Rewrite all of the records below, replacing "innermost point" with "center point" everywhere and leaving everything else unchanged. Leave the pictures out of your answer.

* begin The records *

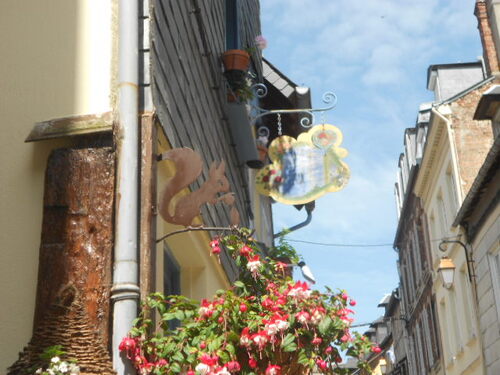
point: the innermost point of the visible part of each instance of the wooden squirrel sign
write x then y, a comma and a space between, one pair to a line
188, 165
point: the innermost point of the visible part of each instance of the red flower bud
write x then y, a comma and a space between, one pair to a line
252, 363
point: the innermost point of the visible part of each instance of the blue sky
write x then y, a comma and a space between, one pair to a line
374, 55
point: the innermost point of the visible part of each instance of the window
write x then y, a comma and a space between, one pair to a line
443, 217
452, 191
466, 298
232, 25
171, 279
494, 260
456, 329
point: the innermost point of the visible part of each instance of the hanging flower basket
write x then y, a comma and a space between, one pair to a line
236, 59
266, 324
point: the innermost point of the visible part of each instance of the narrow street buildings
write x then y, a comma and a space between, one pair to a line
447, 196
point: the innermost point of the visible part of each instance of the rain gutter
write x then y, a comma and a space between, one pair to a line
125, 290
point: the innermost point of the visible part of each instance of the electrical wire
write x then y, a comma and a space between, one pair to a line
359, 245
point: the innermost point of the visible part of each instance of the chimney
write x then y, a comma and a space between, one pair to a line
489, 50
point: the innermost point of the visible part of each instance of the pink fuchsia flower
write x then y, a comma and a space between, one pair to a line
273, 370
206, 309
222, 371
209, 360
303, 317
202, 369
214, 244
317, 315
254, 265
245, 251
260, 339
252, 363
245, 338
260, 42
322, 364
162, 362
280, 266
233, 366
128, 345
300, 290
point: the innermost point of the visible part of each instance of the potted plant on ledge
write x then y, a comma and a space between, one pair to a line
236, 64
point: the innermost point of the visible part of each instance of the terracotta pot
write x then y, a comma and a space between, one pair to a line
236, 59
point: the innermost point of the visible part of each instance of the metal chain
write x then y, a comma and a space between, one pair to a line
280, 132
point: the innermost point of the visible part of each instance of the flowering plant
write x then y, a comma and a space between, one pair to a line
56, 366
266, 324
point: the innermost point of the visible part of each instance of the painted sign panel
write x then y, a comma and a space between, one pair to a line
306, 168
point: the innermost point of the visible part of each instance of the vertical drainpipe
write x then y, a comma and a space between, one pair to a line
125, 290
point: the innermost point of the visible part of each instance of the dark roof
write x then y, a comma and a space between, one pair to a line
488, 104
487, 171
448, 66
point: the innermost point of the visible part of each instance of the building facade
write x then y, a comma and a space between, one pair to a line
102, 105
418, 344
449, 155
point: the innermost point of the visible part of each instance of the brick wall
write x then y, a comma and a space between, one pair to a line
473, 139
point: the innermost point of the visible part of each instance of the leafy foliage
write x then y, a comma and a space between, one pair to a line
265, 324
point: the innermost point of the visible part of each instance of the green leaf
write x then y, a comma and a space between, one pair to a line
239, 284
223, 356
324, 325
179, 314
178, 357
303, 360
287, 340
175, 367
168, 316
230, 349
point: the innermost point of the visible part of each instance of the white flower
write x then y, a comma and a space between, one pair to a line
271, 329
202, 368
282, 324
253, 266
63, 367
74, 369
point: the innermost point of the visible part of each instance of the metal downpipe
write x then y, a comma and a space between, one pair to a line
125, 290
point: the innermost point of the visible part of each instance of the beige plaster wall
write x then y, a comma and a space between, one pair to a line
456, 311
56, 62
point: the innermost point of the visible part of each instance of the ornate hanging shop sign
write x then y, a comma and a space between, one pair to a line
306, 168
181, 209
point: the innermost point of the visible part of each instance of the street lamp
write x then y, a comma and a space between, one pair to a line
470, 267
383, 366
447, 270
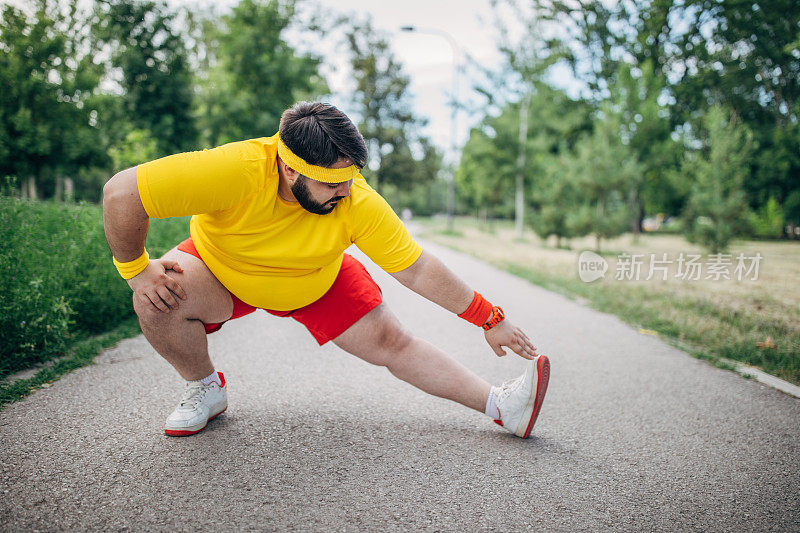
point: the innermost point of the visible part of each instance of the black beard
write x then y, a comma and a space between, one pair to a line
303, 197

* end The records *

• _Written solution_:
point: the center point of the visible part of each instance of the wooden squirrel sign
write x then y, a comma and a space between, one pair to a line
188, 165
point: the center point of the visible part of each instance of the red flower bud
write x then y, a comma and a space between, one pair to a line
252, 363
point: the center point of the visible part of each instance of the blue sky
write x then y, a comma and a space between, one pair to a line
374, 55
point: the center point of the visible part of each instance of the window
write x then y, a comma and a space between, one pair to a line
443, 217
452, 191
466, 298
232, 25
171, 279
494, 260
456, 329
point: the center point of the visible part of each instance of the hanging flower basket
write x then y, a comma and a space between, one pair to a line
236, 59
266, 324
point: the center point of the visible part of each instance of the narrow street buildings
write x then y, a comma and a space between, one pair to a line
447, 196
point: the center point of the visible part of each instance of the rain gutter
write x then y, a comma and a space between, one pair to a line
125, 290
point: the center point of the visible part of each instance of the electrical wire
write x then y, a comma and a space between, one pair to a line
359, 245
point: the center point of the visible part of each instance of the chimney
write x then y, a comma and a space between, one pair to a line
489, 50
point: the center point of the visible part of each instance of the pink fuchsia flower
write x then y, a comma and a space between, one pair to a line
273, 370
206, 309
222, 371
209, 360
303, 317
202, 369
214, 244
317, 315
254, 265
245, 251
260, 339
252, 363
245, 338
260, 42
322, 364
162, 362
280, 266
233, 366
128, 345
300, 290
point: the center point of the visible part of each instance of the potted plant on ledge
write x then y, a comma and a space between, one pair to a line
236, 64
point: the center point of the visible part of each instance of the terracotta pot
write x then y, a comma and a space between, one pair to a line
236, 59
point: the center point of the visible part of each instance of the metal chain
write x then y, a comma and a space between, one pair to a line
280, 132
point: the center point of the visible part of each instance of the flowering plant
write x then y, a comma and a space between, one pair to a line
56, 366
266, 324
point: the center point of the visible part of each instance of the painted sign panel
write x then y, a comma and a space between, one pair to a line
306, 168
point: the center point of the visible part of each instance of the vertical drainpipe
write x then y, a comma and a space between, one pair to a line
125, 290
point: the center point of the visible part of each instance of the dark roof
write x then y, a comma and a space between, one pair to a line
488, 104
487, 171
448, 66
point: the center point of the visible part of each instance of the building facade
write x then y, a comma and a space between, one pair to a line
102, 105
418, 344
449, 155
point: the center point of the visible part of each instance of the brick wall
write x then y, a comma and a space between, one pair to a line
473, 139
point: the center point of the visible part of each instance of the leafy foliage
write x then y, a comma and a space between, one pair to a line
265, 324
point: the center point of the visible part of each instance of the green leaf
write x then y, a comma and a space between, one pair to a line
239, 284
223, 356
324, 325
179, 314
178, 357
303, 360
287, 340
175, 367
168, 316
230, 349
point: the center point of the visible part of each instance of the white flower
write x then y, a comma and a space between, one pair to a line
271, 329
202, 368
282, 324
253, 266
63, 367
74, 369
point: the center point of the visible part of each instance of the metal downpipe
write x then y, a comma and a space between, one pair to a line
125, 290
point: the center point of the visible part of each instance of the beige plaster wall
write x then y, a comma and a space between, one pair to a line
456, 311
56, 62
point: the center point of the visible part of each instance of the ornate hanging shop sign
write x then y, a comma and a space between, one pair to a line
306, 168
181, 209
point: the center point of the visible part of each instance of the street lamp
write x then y, a comma and a space between, one pair to a line
470, 267
383, 366
447, 270
point: the center point of the visible part of each instance of the black beard
write x then y, a comma and a space between, one pair to a line
303, 197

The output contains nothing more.